Convert the lines below into a Markdown table with the columns Row and Line, giving each line a number and skipping any blank ones. Leave the pictures out of the table.

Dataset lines
•••••

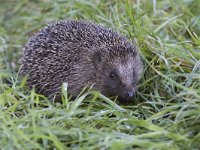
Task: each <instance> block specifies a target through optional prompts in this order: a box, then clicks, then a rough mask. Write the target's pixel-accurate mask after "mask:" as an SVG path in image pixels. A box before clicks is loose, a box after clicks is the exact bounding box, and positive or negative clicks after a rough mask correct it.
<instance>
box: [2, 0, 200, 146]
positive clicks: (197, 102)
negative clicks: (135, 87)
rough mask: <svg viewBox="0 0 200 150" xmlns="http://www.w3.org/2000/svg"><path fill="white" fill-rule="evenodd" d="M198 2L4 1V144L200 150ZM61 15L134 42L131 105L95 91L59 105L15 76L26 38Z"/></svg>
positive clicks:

•••••

▸ **TASK ANSWER**:
| Row | Line |
|---|---|
| 1 | Task: each <instance> block specifies a target through optional prompts in this order: a box, then clicks, then a rough mask. Write the target's pixel-accurate mask after "mask:" as an SVG path in image pixels. A box before clicks is loose, a box after clicks is the exact bounding box, and positive or negative clicks after a rough mask correct it. |
| 2 | <instance> |
| 3 | box: [2, 0, 200, 146] |
| 4 | positive clicks: (197, 102) |
| 5 | negative clicks: (135, 87) |
| 6 | rough mask: <svg viewBox="0 0 200 150" xmlns="http://www.w3.org/2000/svg"><path fill="white" fill-rule="evenodd" d="M198 2L4 1V144L200 150ZM61 15L134 42L131 105L95 91L59 105L15 76L26 38Z"/></svg> |
| 7 | positive clicks: |